▶ _EXCERPT TO READ_

===

We must not make a scarecrow
of the law, setting it up to fear the birds of prey, and let it keep one shape
till custom make it their perch and not their terror.
Measure for Measure, Act two, Scene
one.
The current edition of The New York Review of Books
includes a short and incisive book review titled A Legacy of Plunder by Francisco
Cantú (link
here):
The institutional lineage of
indigenous dispossession is at the centre of Michael John Witgen’s ‘Seeing Red’,
which was a finalist for last year’s Pulitzer Prize in history. It is neither a
popular history nor a polemic, offering instead a deeply researched look at the
ideological and legal foundations of the systems that have despoiled Native
nations. Witgen’s subtitle, ‘Indigenous Land, American Expansion, and the
Political Economy of Plunder in North America,’ reveals the scope of his
history, which examines the ways, both sweeping and quotidian, that early
American settlers, traders, diplomats, and politicians stole and expropriated
land.

===

▶ _DATA PROVIDED_
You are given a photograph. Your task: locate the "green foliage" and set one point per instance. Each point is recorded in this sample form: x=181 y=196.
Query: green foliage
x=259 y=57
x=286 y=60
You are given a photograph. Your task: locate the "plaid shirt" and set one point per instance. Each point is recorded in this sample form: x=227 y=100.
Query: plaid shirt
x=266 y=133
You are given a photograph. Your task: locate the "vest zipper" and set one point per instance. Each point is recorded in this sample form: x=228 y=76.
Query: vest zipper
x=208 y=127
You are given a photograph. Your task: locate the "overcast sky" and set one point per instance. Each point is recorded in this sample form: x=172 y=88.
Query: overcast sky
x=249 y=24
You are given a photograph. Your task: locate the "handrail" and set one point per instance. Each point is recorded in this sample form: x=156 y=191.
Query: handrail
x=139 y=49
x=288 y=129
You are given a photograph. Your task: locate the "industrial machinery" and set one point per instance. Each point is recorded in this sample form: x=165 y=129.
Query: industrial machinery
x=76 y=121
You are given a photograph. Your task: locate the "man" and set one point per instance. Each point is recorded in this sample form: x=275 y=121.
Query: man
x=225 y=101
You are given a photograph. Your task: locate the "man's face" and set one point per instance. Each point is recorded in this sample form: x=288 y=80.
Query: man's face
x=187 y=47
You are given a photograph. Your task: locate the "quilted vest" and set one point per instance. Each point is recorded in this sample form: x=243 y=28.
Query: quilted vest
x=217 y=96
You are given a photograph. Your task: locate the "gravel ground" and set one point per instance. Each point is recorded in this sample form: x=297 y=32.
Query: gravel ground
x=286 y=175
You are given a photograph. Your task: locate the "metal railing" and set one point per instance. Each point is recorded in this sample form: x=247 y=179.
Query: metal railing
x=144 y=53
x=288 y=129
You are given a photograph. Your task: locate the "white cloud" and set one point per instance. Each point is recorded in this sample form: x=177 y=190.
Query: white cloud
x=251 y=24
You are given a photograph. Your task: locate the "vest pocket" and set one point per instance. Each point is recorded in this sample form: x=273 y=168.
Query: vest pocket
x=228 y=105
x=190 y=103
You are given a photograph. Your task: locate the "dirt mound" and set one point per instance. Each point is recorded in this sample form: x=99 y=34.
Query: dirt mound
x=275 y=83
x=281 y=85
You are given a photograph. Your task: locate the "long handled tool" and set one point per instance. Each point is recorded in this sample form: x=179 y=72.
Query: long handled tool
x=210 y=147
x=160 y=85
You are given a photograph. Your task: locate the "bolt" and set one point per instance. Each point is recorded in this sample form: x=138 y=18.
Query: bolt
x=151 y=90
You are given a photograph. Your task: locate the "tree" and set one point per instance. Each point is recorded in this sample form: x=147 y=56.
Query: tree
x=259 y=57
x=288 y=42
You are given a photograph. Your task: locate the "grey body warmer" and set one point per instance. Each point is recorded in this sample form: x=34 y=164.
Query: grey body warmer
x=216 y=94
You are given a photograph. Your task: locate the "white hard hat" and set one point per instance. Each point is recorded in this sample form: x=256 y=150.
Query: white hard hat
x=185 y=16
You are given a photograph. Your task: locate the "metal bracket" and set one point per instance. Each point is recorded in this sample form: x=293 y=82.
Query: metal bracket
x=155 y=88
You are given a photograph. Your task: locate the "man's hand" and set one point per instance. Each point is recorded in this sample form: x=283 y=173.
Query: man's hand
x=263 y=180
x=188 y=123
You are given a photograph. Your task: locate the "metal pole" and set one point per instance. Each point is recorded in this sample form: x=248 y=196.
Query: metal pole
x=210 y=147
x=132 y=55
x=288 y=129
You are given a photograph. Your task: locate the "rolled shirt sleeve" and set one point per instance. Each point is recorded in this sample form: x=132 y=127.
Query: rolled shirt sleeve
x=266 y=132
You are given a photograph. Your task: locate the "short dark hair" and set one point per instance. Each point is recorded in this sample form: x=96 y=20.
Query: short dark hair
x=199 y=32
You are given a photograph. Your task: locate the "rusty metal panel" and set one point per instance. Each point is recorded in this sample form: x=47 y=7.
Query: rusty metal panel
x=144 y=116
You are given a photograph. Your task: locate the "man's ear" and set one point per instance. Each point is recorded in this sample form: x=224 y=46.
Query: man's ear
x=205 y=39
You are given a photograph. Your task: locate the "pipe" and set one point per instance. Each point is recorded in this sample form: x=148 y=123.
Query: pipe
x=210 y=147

===

▶ _EXERCISE PROMPT_
In the book-review excerpt, why does the opening quotation warn against letting the law "keep one shape"?

▶ _SOLUTION TO THIS EXERCISE_
If the law stays in one fixed shape, custom will make it the birds of prey's "perch and not their terror." Like a scarecrow, the law would stop frightening the predators it was set up to deter.